>> begin
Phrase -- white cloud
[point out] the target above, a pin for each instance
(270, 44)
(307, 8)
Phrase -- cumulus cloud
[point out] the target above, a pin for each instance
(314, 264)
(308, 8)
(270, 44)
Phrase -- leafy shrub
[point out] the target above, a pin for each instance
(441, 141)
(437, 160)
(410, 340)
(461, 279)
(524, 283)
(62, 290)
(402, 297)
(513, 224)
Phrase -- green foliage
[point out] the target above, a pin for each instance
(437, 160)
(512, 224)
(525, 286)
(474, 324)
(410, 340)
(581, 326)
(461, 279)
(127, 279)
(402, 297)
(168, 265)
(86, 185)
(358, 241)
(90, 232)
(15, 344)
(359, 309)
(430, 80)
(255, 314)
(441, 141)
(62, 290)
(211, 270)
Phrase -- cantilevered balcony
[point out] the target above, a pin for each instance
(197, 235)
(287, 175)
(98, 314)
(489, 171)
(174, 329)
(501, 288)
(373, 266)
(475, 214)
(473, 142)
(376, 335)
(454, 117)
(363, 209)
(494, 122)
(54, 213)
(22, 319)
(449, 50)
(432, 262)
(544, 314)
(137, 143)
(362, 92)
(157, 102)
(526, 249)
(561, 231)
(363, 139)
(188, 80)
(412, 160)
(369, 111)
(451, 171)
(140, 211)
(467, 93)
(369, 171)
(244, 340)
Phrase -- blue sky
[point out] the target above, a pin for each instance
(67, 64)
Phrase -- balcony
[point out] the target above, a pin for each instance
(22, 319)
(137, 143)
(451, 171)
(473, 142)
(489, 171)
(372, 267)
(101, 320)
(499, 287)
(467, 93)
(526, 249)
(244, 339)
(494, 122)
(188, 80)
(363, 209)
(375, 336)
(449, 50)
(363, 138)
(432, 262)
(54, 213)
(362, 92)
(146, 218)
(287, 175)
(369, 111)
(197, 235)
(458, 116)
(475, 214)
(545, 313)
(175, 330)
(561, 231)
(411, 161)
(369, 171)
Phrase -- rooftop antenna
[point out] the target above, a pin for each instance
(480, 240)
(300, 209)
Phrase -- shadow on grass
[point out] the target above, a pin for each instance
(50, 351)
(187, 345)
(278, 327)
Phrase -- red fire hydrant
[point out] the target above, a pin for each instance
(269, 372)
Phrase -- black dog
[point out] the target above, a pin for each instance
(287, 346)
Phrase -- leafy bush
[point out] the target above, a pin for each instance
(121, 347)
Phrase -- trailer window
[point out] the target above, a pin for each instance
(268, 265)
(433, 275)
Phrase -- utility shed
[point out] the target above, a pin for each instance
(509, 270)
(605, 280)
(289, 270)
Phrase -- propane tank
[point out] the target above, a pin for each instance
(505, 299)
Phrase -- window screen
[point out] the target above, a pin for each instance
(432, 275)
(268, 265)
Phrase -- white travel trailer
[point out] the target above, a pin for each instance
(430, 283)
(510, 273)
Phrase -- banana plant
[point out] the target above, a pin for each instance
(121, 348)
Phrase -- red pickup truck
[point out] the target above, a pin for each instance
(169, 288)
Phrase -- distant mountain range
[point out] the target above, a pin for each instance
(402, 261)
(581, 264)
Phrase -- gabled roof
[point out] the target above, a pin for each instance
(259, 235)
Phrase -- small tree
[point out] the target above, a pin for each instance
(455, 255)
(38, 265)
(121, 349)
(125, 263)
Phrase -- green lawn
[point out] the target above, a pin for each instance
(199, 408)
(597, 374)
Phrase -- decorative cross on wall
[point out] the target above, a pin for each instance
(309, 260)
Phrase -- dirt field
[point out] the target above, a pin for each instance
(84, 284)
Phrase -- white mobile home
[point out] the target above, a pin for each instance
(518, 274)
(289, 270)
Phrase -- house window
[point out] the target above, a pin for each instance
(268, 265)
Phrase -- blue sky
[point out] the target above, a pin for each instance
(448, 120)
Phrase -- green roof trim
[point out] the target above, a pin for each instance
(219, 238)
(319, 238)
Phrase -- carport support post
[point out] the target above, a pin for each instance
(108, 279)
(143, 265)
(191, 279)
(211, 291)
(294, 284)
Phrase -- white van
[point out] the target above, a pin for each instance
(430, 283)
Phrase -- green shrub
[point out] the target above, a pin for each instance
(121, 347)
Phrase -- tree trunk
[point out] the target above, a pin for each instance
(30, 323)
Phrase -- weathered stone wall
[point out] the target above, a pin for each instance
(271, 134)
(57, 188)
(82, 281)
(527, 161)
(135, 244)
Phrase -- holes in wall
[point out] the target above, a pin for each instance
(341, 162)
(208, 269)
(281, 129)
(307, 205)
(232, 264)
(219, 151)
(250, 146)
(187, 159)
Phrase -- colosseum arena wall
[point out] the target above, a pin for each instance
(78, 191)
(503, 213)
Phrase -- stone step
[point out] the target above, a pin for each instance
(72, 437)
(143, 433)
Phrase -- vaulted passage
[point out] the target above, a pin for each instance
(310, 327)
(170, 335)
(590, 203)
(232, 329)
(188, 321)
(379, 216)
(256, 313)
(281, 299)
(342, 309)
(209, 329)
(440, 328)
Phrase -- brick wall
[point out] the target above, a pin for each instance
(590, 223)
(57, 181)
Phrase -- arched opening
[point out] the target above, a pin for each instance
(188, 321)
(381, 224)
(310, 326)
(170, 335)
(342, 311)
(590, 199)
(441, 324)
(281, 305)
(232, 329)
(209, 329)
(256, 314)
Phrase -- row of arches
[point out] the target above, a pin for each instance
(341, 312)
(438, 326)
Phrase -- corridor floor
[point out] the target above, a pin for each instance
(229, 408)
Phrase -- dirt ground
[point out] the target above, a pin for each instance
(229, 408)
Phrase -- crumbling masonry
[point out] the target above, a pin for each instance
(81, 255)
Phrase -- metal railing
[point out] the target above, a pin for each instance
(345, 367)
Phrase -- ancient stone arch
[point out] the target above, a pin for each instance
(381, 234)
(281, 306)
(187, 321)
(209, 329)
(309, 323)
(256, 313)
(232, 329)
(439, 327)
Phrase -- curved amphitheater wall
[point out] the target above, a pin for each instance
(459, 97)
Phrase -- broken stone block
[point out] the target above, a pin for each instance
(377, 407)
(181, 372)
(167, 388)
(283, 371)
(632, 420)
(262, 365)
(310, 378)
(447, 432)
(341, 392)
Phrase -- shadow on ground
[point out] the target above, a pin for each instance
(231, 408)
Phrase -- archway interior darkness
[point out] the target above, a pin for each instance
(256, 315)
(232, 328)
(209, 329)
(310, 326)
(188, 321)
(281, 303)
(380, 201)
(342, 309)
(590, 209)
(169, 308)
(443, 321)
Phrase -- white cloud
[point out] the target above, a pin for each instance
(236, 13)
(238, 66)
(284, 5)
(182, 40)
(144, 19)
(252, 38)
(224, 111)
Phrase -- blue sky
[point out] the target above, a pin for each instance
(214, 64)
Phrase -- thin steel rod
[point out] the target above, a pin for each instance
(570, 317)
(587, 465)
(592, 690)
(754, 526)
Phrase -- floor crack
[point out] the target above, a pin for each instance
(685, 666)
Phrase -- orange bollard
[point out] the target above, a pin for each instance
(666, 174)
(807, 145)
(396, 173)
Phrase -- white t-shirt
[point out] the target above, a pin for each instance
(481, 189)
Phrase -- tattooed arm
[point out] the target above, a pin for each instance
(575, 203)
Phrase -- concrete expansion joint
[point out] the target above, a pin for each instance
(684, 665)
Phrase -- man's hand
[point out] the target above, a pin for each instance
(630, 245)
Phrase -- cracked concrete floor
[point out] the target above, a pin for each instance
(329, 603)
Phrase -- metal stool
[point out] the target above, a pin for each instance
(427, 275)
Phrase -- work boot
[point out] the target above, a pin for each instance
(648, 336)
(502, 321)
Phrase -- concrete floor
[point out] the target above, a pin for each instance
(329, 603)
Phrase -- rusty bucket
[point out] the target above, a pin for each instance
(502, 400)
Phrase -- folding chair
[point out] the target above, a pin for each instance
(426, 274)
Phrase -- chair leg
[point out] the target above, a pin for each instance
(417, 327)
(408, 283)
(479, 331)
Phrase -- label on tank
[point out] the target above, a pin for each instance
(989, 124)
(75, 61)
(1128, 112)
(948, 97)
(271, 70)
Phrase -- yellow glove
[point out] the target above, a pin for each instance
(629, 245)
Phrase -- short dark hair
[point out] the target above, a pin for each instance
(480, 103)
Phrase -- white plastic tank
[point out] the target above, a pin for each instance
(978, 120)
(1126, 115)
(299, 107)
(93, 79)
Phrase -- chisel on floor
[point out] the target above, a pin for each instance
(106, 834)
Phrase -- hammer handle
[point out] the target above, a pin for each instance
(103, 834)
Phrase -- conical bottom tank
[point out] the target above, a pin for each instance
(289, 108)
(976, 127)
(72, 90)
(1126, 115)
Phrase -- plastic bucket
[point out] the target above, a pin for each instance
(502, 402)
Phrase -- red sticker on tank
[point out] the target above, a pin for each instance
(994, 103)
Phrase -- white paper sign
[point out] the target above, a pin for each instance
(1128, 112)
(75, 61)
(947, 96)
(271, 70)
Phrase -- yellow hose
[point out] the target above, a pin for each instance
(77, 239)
>> end
▶ WORK INSTRUCTIONS
Give the part of the material that opens with the line containing "Phrase -- conical bottom tank" and runs through the end of the material as a Markdown table with the columns Row and Line, one numbered row per line, leaving out blank lines.

▶ TASK SOLUTION
| Row | Line |
|---|---|
| 1 | Phrase -- conical bottom tank |
| 2 | [point out] the target above, a pin for each instance |
| 3 | (289, 108) |
| 4 | (976, 127) |
| 5 | (72, 90) |
| 6 | (1126, 115) |
| 7 | Phrase -- plastic bucket |
| 8 | [point out] the target above, a pin for each instance |
| 9 | (502, 402) |
| 10 | Phrase -- red sticker on tank |
| 11 | [point out] the target above, a pin for each instance |
| 12 | (994, 103) |
| 13 | Phrase -- white paper sign |
| 14 | [point out] the target above, a pin for each instance |
| 15 | (1128, 112) |
| 16 | (75, 61) |
| 17 | (947, 96) |
| 18 | (271, 70) |
| 19 | Phrase -- yellow hose |
| 20 | [point out] the target above, a pin for each instance |
| 21 | (77, 239) |